## TASK DESCRIPTION
Return every line of the data exactly as it appears.

(Referring expression data)
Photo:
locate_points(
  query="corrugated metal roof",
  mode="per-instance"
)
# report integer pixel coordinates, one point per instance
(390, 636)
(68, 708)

## PROBLEM SOLUTION
Photo:
locate_points(
  query="corrugated metal roof",
  mode="per-instance"
)
# report integer pixel coordinates, one point per instance
(390, 636)
(68, 708)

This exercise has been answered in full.